# Given passage

Revealingly, he added: "I have to run in this race. David will be a good leader, and the others will be good leaders, but I am the only person who can decisively move the Labour Party on from the Blair-Brown era."

Ed and David

The book also suggests Ed underestimated the impact of his act of "fratricide" on David and their mother Marion – and says the brothers' relationship has remained frosty since his wafer-thin victory in September.

At a party, Anji Hunter, – one of Tony Blair's closest aides – told Ed to "look out" for his family, especially his mother, because the press would be "all over" the leadership battle between the brothers. Ed appeared taken aback, one guest said.

Although Ed thought long and hard about "the David issue", he now admits to friends he "underestimated how difficult" it would be to oppose his brother.

The authors also claim that David consistently underestimated Ed's threat to his leadership ambitions. David's friends were surprised that he was "indifferent and relaxed" about Ed's rise. "He didn't see him as a threat," one said, "until it was too late."

However, David had his suspicions when Ed opposed the failed coups by Labour MPs designed to oust Mr Brown before the general election. If the plotters had succeeded, David, then Foreign Secretary, would have been the clear front-runner to become prime minister.

Ed told his fellow Brownite Douglas Alexander that toppling Mr Brown "would be like killing our father". The authors remark: "This vivid phrase again signifies Ed's loyalty to his political 'father', Brown, not his real-life brother, David." The book says: "Ed Miliband had a choice to make, between loyalty to his brother and loyalty to Brown. He chose the latter. As he told close friends at the time: 'I am not my brother's keeper'."

Rift between Ed and Douglas Alexander

Other relationships were also strained by Ed's leadership challenge, according to the book. Last summer, he fell out with Mr Alexander, now the shadow Foreign Secretary.

Although he was one of Ed's oldest political friends, Mr Alexander decided to run David's leadership election campaign. This was a blow to Ed. The two of them had gone on holiday together and their partners – Justine and Mr Alexander's wife, Jackie – had also become close. "Ed's desire to be leader meant his personal relationships were taking a battering," says the book.

Ed told friends Mr Alexander was annoyed that a man younger than him was standing and believed a brother should not challenge an elder sibling. Mr Alexander was said to believe that Ed's challenge had its roots in a long-established sibling rivalry and that the Labour leadership should not be "sacrificed" on the altar of it.

How brown's inner circle broke up

Mr Brown was under no illusions about Ed's potential. It was no secret that he wanted Ed Balls, another member of his inner circle and like Ed Miliband a former adviser, to succeed him. But, in 2007, the new Prime Minister told his spin doctor Damian McBride to "build up" both Eds. "You've got to watch Ed Miliband," Mr Brown told him. "After me, Damian, you've got a big choice to make."

The book charts the fracturing of the Brown camp after the "election that never was" in 2007. Mr McBride was accused of briefing against Ed and Mr Alexander so that they, rather than Mr Balls, got the blame for allowing expectations of an election to get out of control.

# Problems
(1) Reproduce the text of the Ed Miliband excerpt between "Although he was" and "says the book.", inclusive.
(2) In the Ed Miliband excerpt, what did Ed tell Douglas Alexander that toppling Mr Brown would be like?

A series of records
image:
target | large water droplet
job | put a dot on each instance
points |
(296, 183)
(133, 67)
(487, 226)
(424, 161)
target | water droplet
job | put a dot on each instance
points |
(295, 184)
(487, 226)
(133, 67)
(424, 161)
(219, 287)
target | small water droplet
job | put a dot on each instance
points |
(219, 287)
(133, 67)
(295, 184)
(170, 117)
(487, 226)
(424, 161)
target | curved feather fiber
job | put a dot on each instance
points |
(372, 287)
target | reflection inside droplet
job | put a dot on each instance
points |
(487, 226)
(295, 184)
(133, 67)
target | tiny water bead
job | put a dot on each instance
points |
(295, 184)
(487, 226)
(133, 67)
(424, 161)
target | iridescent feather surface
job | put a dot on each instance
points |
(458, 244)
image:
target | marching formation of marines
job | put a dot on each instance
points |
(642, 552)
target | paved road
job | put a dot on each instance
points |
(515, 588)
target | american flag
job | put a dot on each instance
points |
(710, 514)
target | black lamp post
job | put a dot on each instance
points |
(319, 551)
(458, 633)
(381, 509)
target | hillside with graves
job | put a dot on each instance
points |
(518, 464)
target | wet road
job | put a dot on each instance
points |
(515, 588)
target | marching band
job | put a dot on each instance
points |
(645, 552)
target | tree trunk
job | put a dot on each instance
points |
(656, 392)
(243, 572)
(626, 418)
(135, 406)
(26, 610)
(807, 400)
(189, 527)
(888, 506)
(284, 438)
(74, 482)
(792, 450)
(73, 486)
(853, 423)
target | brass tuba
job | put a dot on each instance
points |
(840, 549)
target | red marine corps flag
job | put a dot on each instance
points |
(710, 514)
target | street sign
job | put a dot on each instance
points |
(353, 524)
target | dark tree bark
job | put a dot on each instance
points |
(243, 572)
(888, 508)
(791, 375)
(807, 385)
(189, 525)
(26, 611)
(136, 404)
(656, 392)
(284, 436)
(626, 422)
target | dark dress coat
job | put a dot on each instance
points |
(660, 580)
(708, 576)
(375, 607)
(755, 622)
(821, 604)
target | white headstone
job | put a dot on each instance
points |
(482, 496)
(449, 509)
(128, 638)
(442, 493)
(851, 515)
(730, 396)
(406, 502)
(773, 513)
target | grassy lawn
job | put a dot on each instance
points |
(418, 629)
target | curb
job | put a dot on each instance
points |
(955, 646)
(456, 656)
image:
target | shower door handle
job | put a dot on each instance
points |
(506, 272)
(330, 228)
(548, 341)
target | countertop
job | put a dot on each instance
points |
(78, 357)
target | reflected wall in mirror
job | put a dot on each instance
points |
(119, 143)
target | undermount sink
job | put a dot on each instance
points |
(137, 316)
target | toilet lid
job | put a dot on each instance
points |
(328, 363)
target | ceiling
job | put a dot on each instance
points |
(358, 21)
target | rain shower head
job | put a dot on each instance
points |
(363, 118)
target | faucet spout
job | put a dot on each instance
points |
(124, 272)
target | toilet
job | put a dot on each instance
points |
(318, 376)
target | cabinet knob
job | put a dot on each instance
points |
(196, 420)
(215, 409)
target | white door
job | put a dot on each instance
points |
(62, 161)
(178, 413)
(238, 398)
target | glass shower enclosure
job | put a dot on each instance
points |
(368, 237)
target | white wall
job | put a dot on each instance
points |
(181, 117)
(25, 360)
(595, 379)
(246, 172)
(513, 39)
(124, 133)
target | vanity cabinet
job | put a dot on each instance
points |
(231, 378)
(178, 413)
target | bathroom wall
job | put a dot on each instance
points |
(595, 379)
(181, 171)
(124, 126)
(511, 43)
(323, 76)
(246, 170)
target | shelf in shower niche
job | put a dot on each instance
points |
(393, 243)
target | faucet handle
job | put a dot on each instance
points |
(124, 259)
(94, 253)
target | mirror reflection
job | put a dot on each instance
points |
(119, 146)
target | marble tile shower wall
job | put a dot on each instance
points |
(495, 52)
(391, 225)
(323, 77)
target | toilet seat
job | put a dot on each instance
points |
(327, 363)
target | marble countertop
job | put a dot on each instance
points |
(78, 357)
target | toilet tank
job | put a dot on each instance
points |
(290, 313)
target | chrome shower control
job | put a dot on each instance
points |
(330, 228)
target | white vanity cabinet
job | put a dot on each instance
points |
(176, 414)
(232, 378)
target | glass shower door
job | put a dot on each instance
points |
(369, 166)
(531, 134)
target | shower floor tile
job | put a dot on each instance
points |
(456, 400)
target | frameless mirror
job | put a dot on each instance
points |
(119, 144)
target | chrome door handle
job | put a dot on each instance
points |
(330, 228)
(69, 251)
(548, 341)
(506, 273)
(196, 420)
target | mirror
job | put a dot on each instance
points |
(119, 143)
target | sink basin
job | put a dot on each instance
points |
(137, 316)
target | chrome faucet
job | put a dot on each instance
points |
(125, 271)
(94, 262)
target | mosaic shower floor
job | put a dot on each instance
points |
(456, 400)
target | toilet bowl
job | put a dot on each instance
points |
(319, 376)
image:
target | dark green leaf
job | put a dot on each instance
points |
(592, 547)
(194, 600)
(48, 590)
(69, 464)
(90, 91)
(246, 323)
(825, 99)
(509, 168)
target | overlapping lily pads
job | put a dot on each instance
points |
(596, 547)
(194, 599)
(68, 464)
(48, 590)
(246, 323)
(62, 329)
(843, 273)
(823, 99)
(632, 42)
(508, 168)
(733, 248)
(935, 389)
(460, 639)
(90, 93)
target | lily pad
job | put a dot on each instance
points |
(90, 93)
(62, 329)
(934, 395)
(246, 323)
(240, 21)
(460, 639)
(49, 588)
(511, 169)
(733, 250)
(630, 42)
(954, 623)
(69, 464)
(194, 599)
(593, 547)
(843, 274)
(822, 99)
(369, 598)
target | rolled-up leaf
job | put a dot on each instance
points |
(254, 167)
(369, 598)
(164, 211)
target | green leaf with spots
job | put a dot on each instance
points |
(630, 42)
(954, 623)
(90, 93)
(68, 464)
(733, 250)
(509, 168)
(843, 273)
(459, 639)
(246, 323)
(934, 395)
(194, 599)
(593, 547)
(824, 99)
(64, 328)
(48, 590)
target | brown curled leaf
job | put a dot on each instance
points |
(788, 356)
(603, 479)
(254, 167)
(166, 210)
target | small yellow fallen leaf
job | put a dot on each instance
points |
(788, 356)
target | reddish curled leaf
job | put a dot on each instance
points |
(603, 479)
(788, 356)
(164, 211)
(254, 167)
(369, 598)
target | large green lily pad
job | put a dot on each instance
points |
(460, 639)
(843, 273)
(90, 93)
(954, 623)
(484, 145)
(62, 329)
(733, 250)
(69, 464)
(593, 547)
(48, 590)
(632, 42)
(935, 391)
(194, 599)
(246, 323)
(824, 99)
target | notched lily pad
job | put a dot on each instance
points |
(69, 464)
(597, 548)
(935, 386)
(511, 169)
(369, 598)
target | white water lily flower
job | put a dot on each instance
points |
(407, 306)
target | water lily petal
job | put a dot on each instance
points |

# Answers below
(1)
Although he was one of Ed's oldest political friends, Mr Alexander decided to run David's leadership election campaign. This was a blow to Ed. The two of them had gone on holiday together and their partners – Justine and Mr Alexander's wife, Jackie – had also become close. "Ed's desire to be leader meant his personal relationships were taking a battering," says the book.

(2) Killing our father.